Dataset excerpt

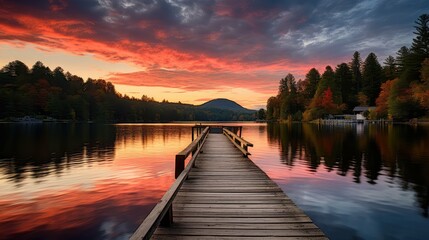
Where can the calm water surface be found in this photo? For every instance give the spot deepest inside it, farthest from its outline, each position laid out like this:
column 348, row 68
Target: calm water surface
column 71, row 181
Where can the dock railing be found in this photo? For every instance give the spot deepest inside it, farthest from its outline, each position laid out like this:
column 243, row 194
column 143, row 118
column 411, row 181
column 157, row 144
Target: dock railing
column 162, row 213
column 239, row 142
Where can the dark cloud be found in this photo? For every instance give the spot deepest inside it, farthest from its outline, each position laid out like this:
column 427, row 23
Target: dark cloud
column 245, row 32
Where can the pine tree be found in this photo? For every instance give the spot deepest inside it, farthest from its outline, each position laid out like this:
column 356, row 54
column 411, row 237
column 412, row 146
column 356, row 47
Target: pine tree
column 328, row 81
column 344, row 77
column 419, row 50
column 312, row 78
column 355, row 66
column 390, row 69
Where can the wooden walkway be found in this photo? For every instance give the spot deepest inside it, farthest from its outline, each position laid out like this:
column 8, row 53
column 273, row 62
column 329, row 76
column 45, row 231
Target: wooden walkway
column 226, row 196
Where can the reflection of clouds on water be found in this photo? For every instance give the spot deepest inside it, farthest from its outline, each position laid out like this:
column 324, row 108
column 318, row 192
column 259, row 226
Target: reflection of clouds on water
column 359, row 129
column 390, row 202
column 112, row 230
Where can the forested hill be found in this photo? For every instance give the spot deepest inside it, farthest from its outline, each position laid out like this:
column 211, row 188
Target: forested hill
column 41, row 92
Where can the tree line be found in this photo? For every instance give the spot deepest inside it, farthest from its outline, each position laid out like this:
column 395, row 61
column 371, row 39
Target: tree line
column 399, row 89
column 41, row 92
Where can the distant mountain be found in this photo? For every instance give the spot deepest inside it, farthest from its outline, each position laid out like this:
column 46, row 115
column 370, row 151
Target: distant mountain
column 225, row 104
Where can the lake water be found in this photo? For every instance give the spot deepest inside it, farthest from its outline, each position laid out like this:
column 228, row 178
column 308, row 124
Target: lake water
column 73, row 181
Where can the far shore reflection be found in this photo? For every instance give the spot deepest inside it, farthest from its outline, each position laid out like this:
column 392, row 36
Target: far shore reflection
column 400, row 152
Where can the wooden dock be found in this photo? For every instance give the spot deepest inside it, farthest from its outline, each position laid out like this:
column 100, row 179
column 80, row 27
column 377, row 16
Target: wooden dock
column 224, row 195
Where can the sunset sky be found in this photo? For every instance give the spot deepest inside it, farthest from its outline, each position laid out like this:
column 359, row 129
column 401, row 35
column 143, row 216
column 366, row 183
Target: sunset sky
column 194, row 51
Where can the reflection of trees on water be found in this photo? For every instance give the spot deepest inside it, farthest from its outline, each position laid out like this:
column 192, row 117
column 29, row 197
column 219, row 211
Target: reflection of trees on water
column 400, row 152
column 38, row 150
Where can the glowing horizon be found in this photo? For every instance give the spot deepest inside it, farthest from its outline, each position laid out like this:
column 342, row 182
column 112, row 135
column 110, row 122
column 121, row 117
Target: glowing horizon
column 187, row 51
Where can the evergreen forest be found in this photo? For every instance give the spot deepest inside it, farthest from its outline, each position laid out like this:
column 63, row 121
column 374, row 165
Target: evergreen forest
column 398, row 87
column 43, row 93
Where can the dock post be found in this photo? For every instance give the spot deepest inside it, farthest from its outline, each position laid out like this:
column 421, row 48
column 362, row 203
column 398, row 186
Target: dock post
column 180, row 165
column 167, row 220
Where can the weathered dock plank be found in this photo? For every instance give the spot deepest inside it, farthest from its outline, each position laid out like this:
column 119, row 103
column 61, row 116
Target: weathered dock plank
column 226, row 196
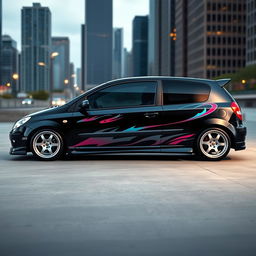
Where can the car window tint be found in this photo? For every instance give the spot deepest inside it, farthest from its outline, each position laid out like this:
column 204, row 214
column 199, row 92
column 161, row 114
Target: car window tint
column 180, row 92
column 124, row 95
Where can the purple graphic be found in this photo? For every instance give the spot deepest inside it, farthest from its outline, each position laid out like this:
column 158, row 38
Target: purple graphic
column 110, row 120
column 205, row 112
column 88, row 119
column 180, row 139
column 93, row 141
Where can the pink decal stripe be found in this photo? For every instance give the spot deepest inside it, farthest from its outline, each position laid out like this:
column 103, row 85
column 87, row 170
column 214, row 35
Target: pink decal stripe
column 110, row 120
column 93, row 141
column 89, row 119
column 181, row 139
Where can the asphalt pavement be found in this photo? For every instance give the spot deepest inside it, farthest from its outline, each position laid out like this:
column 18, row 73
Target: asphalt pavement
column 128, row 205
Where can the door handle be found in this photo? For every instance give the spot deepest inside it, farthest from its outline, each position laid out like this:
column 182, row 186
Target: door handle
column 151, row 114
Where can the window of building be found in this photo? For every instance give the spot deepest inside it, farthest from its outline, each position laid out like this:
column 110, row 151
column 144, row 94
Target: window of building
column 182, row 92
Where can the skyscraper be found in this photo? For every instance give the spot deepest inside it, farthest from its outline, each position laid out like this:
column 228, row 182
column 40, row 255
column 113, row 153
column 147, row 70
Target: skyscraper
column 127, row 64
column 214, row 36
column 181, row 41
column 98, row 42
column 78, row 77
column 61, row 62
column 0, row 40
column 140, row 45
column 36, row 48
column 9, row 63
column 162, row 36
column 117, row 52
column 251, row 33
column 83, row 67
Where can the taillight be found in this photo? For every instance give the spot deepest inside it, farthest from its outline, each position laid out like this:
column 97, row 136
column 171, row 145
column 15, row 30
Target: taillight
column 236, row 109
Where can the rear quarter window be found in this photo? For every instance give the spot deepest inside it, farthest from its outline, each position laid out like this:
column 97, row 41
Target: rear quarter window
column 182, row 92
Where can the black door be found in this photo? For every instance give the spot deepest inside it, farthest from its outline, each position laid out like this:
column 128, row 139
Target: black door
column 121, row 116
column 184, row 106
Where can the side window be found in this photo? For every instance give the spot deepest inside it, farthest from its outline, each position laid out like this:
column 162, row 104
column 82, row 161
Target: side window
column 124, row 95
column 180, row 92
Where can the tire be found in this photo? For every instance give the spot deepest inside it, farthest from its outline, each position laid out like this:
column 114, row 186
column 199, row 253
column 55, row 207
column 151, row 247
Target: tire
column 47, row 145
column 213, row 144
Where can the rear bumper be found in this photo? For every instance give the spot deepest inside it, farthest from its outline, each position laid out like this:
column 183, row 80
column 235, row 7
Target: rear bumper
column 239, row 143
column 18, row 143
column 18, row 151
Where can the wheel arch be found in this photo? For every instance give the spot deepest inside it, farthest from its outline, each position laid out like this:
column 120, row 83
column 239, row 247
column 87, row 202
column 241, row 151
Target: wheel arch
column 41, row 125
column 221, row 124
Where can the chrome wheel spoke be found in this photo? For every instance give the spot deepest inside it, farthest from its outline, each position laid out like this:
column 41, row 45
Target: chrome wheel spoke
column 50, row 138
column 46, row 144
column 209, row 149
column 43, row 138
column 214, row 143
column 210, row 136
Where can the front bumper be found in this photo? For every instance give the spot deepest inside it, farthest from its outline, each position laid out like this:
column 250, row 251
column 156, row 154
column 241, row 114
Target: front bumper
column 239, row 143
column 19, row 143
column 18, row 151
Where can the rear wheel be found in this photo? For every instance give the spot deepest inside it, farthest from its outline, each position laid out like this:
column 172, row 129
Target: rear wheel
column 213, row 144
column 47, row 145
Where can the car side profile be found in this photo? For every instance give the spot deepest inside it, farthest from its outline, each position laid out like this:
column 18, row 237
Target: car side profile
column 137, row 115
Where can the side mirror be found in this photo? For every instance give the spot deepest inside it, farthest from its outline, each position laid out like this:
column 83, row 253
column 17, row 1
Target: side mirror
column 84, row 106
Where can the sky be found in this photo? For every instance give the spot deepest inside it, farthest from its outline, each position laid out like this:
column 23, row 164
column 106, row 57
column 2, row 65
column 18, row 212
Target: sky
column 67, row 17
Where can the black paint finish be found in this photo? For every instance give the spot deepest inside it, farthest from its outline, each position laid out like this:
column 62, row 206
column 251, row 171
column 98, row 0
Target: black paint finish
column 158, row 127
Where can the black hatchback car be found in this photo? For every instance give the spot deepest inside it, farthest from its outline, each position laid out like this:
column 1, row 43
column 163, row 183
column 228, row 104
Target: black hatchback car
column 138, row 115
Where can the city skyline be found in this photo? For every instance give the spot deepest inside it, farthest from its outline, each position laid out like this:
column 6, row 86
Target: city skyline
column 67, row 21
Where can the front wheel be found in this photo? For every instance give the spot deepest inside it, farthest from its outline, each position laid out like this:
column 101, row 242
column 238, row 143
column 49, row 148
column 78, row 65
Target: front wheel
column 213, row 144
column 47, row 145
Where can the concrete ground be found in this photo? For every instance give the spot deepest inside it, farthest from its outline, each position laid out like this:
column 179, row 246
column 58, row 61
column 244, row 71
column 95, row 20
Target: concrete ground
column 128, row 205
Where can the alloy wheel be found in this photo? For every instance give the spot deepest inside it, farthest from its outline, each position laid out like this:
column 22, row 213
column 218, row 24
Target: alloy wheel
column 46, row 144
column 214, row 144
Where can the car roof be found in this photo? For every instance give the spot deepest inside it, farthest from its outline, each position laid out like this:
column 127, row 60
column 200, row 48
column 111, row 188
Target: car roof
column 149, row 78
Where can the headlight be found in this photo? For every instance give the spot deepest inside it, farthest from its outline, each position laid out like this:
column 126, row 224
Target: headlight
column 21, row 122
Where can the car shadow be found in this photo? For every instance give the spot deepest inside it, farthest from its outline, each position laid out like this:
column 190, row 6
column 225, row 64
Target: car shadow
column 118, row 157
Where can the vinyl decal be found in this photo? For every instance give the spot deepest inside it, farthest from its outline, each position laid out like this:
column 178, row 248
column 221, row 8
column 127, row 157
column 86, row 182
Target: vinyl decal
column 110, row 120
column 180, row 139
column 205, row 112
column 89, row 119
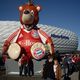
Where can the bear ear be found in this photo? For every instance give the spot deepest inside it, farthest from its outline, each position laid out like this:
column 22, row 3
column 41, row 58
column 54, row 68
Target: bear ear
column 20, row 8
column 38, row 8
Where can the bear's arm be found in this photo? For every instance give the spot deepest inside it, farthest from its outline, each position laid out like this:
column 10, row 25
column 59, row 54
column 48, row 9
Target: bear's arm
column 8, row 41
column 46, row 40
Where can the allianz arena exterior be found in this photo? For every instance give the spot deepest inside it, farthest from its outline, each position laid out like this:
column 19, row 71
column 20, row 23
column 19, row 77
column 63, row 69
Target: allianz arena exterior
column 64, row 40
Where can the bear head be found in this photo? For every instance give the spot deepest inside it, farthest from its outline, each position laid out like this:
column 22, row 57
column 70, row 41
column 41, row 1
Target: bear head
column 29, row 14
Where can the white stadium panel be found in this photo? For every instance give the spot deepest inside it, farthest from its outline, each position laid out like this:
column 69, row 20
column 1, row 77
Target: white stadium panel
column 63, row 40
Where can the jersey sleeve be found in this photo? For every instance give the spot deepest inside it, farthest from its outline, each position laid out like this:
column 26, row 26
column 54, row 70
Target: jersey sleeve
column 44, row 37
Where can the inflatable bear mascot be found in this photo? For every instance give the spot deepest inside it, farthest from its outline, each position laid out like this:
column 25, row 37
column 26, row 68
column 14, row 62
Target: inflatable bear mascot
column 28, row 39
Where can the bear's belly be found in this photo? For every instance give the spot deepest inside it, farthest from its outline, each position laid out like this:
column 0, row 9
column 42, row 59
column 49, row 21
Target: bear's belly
---
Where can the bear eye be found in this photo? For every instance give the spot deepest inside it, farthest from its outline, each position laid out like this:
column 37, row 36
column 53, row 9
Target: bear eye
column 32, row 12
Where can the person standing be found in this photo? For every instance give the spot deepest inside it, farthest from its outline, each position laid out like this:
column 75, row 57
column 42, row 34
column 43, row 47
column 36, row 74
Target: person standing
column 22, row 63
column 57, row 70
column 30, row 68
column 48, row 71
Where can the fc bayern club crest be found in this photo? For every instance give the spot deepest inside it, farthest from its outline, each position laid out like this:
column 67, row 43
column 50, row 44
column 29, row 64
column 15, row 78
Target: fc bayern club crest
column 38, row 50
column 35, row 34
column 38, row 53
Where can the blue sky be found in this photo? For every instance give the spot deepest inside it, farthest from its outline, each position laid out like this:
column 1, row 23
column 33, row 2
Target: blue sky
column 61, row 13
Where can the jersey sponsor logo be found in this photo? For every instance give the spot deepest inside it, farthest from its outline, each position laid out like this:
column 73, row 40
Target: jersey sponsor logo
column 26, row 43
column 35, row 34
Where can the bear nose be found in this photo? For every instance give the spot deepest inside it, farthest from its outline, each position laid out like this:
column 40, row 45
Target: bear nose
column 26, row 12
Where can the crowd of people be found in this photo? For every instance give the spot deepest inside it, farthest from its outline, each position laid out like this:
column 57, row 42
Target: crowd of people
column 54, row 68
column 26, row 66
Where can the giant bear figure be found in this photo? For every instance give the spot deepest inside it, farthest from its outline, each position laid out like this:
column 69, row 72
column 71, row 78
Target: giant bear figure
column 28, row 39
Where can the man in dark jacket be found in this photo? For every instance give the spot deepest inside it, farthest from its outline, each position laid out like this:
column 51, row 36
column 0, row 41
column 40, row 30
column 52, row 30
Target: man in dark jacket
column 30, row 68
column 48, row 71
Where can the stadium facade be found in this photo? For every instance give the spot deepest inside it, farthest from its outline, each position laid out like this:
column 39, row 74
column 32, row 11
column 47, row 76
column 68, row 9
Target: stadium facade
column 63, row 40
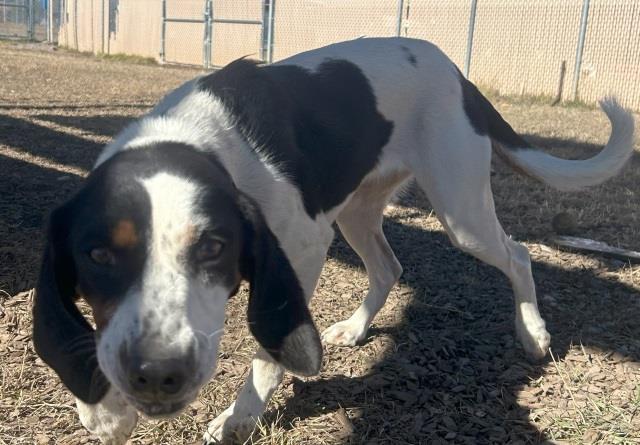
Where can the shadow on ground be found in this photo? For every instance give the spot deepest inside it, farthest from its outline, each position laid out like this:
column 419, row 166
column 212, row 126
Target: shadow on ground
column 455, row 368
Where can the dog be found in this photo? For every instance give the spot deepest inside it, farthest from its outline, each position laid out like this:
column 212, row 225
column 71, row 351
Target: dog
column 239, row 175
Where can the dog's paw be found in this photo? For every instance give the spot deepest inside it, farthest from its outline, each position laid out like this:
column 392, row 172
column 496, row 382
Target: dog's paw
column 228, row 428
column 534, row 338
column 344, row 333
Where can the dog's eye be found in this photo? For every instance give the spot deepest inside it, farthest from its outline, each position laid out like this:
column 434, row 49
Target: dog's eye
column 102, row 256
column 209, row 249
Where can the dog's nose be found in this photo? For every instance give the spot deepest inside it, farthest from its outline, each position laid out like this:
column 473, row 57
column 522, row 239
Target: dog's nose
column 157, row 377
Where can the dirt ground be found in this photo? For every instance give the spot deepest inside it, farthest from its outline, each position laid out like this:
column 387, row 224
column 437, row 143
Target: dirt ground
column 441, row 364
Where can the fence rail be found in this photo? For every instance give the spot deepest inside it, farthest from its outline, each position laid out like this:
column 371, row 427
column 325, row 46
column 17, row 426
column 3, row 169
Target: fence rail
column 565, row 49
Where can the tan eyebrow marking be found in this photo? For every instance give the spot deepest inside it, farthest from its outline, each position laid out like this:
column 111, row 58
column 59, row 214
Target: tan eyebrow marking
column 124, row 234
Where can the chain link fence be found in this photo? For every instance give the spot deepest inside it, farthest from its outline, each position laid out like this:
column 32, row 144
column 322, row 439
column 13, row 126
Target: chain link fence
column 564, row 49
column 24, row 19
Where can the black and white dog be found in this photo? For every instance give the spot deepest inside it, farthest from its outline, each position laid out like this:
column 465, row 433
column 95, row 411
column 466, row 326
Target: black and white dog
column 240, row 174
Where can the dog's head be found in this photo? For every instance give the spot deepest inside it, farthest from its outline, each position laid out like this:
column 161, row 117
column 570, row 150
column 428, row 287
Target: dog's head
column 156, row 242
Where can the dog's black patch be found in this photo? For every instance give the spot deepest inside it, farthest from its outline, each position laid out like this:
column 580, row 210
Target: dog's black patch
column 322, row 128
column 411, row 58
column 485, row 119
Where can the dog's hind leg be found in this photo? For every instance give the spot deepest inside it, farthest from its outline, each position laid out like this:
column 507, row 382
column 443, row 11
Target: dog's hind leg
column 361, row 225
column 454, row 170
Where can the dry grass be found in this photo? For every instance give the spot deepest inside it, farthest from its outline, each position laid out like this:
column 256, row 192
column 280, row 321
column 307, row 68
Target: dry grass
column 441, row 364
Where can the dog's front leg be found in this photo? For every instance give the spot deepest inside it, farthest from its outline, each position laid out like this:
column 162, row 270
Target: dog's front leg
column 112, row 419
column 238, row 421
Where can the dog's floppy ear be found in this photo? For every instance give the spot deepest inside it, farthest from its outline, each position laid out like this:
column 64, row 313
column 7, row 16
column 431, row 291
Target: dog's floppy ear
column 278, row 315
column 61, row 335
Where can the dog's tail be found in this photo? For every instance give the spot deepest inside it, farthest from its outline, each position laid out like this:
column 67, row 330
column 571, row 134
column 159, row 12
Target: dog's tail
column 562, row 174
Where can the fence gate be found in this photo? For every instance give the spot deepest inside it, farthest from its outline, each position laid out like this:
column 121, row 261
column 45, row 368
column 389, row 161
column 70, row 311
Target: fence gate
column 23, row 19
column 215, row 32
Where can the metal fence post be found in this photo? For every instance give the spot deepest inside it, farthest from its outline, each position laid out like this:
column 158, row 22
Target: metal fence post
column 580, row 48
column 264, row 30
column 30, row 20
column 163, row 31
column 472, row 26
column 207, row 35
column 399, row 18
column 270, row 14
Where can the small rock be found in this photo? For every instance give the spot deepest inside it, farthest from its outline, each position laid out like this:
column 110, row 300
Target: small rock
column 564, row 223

## Written task
Return, unchanged, the part of the entries that opens with the line containing "Where can the glowing" and closes with the line containing "column 121, row 117", including both of those lines.

## Result
Where can the glowing horizon be found in this photo? For every instance give the spot deepest inside it, farthest from its outline, each position laid out like this:
column 342, row 182
column 112, row 135
column 110, row 122
column 121, row 117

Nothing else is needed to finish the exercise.